DATA EXTRACTS
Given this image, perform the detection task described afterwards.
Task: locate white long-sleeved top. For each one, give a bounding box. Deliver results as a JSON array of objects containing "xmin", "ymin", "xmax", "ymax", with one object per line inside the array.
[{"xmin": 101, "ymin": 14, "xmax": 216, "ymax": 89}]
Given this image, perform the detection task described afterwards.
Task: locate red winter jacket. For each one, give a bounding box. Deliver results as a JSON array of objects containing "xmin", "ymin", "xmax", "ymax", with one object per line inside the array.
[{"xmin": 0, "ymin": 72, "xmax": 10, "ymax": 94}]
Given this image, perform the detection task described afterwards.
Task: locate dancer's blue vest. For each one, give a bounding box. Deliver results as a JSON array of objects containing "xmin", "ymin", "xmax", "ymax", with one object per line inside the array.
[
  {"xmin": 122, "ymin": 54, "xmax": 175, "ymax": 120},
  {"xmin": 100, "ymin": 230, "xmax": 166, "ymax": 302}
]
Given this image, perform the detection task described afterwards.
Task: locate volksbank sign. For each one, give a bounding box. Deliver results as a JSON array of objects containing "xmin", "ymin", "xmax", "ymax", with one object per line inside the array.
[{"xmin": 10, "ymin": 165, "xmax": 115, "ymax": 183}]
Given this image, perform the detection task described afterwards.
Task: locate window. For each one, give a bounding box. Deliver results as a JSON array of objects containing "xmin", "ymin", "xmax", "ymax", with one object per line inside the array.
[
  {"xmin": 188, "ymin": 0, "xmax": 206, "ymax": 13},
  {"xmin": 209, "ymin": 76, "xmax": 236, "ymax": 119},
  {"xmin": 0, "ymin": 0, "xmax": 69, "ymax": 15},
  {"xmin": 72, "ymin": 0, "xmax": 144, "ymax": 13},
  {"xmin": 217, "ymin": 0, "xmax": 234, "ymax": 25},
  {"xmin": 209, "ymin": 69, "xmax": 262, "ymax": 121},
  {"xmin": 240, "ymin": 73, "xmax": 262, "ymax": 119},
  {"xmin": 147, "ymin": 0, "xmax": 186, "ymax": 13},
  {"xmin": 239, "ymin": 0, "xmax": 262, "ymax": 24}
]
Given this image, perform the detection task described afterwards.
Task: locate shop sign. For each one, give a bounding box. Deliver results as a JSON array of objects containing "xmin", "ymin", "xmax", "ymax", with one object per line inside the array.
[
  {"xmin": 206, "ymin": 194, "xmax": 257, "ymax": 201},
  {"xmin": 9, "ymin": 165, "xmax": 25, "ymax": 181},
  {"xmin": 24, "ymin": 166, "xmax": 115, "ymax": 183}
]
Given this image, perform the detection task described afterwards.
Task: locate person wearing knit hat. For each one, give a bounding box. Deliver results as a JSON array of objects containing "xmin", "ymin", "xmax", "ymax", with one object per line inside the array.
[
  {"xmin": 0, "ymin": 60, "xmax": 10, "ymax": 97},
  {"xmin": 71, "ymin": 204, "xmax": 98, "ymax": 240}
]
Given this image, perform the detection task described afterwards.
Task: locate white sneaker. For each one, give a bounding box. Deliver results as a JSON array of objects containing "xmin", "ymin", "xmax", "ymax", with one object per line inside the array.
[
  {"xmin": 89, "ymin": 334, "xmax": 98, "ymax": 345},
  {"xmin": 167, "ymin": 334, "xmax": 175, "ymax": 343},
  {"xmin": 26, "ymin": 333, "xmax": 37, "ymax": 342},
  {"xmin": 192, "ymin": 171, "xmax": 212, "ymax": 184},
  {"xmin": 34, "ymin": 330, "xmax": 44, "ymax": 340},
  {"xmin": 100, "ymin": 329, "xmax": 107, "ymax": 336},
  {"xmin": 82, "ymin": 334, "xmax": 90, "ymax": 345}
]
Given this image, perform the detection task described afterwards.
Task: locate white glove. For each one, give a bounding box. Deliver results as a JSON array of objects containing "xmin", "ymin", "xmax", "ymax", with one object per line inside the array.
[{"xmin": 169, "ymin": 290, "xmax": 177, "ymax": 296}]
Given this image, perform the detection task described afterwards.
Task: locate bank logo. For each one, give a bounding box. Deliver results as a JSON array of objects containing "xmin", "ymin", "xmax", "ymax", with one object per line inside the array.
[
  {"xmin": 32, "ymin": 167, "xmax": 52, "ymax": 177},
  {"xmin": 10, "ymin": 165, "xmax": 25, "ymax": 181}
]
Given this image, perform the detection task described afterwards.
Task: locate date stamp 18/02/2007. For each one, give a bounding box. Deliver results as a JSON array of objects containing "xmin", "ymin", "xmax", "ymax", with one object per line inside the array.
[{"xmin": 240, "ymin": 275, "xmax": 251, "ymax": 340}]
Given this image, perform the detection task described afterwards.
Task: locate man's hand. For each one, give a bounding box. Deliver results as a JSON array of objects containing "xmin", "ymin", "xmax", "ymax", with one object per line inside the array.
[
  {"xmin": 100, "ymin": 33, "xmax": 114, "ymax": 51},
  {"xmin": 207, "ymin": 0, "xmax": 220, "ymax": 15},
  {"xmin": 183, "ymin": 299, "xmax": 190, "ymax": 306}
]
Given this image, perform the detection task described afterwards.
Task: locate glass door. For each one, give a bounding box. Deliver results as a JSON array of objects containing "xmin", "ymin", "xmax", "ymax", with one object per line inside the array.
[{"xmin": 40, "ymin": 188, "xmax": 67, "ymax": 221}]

REQUIRED WORK
Return every line of the listing, word for word.

RESPONSE TO THIS EXERCISE
Given this image, perform the detection task described afterwards.
Task: locate white long-sleeved top. For each one, give a bounding box. Deliver results as a JSON array of objects containing "xmin", "ymin", "xmax", "ymax", with one object per line inside the array.
[{"xmin": 101, "ymin": 14, "xmax": 216, "ymax": 89}]
Given this image, perform the detection task described afterwards.
Task: locate red winter jacket. For each one, give a bounding box. Deliver results as a JSON array of objects containing "xmin", "ymin", "xmax", "ymax", with one object per line inside the array.
[{"xmin": 0, "ymin": 72, "xmax": 10, "ymax": 94}]
Given this image, perform the detection task described afterwards.
Task: locate dancer's blue vest. For each one, give a bounding box. Deliver results as a JSON array of objects containing "xmin", "ymin", "xmax", "ymax", with one object per line inside the array.
[
  {"xmin": 122, "ymin": 54, "xmax": 175, "ymax": 120},
  {"xmin": 100, "ymin": 230, "xmax": 166, "ymax": 302}
]
Given this image, perform the detection task described afterwards.
Task: locate volksbank sign. For each one, give a bounding box. Deliver results as a JSON array of objects containing "xmin", "ymin", "xmax", "ymax", with one object per line inside the array.
[{"xmin": 10, "ymin": 165, "xmax": 115, "ymax": 183}]
Given this image, perform the detection task described afterwards.
Task: locate window. For each one, give a bounding box. Deliver results as a JSON array of objects containing "xmin", "ymin", "xmax", "ymax", with one object per line inside the array.
[
  {"xmin": 188, "ymin": 0, "xmax": 206, "ymax": 13},
  {"xmin": 209, "ymin": 76, "xmax": 236, "ymax": 119},
  {"xmin": 0, "ymin": 0, "xmax": 69, "ymax": 15},
  {"xmin": 72, "ymin": 0, "xmax": 144, "ymax": 13},
  {"xmin": 217, "ymin": 0, "xmax": 234, "ymax": 25},
  {"xmin": 209, "ymin": 69, "xmax": 262, "ymax": 121},
  {"xmin": 240, "ymin": 73, "xmax": 262, "ymax": 119},
  {"xmin": 147, "ymin": 0, "xmax": 186, "ymax": 13},
  {"xmin": 239, "ymin": 0, "xmax": 262, "ymax": 24}
]
Given this image, perform the detection task described afterwards.
Task: locate shop sign. For each one, give a bounding box. Deliver results as a JSON array of objects containing "xmin", "ymin", "xmax", "ymax", with one object per line inside the array.
[
  {"xmin": 206, "ymin": 194, "xmax": 257, "ymax": 201},
  {"xmin": 9, "ymin": 165, "xmax": 25, "ymax": 181},
  {"xmin": 24, "ymin": 166, "xmax": 115, "ymax": 183}
]
Given this image, perform the detection task described afterwards.
Task: locate person wearing knit hat. For each one, give a bounding box. Deliver results as a JSON array of objects containing "xmin", "ymin", "xmax", "ymax", with one object per line inside the array.
[
  {"xmin": 0, "ymin": 60, "xmax": 10, "ymax": 97},
  {"xmin": 71, "ymin": 204, "xmax": 98, "ymax": 240}
]
Given this image, perform the detection task described afterwards.
Task: locate white sneaker. For each one, give a bounding box. Deliver results as a JSON array of objects containing "xmin", "ymin", "xmax", "ymax", with one object per line inside the array.
[
  {"xmin": 89, "ymin": 334, "xmax": 98, "ymax": 345},
  {"xmin": 167, "ymin": 334, "xmax": 175, "ymax": 343},
  {"xmin": 26, "ymin": 333, "xmax": 37, "ymax": 342},
  {"xmin": 192, "ymin": 171, "xmax": 212, "ymax": 184},
  {"xmin": 34, "ymin": 330, "xmax": 44, "ymax": 340},
  {"xmin": 100, "ymin": 329, "xmax": 107, "ymax": 336},
  {"xmin": 82, "ymin": 334, "xmax": 90, "ymax": 345}
]
Given this image, perform the detection task described afterwards.
Task: locate white glove. For each one, give a bounding box. Deliver results as a JSON array of objects containing "xmin", "ymin", "xmax", "ymax", with one object per line inside the array.
[{"xmin": 169, "ymin": 290, "xmax": 177, "ymax": 296}]
Given this image, perform the detection task described afterwards.
Task: locate bank logo. For each one, give a bounding box. Deliver results as a JSON array of objects containing "xmin", "ymin", "xmax", "ymax", with one object per line inside the array.
[
  {"xmin": 32, "ymin": 167, "xmax": 52, "ymax": 177},
  {"xmin": 10, "ymin": 165, "xmax": 25, "ymax": 181}
]
Given this image, perform the detection task described afterwards.
Task: locate date stamp 18/02/2007. For each one, give a bounding box. Deliver results as a JSON array of objects containing "xmin", "ymin", "xmax", "ymax", with one object per line inside the array.
[{"xmin": 240, "ymin": 275, "xmax": 251, "ymax": 340}]
Given this image, perform the detection task described afterwards.
Task: locate man's hand. For each one, give a bounding box. Deliver results as a JSON array of objects containing "xmin", "ymin", "xmax", "ymax", with one object per line inside the array.
[
  {"xmin": 100, "ymin": 33, "xmax": 114, "ymax": 51},
  {"xmin": 207, "ymin": 0, "xmax": 220, "ymax": 15},
  {"xmin": 183, "ymin": 299, "xmax": 190, "ymax": 306}
]
Given this image, perform the detection task described afterwards.
Task: locate glass door. For each one, give a bounding box. Deliver results as a JSON array of objects containing "xmin", "ymin", "xmax", "ymax", with one object per line inside the array.
[{"xmin": 40, "ymin": 188, "xmax": 67, "ymax": 221}]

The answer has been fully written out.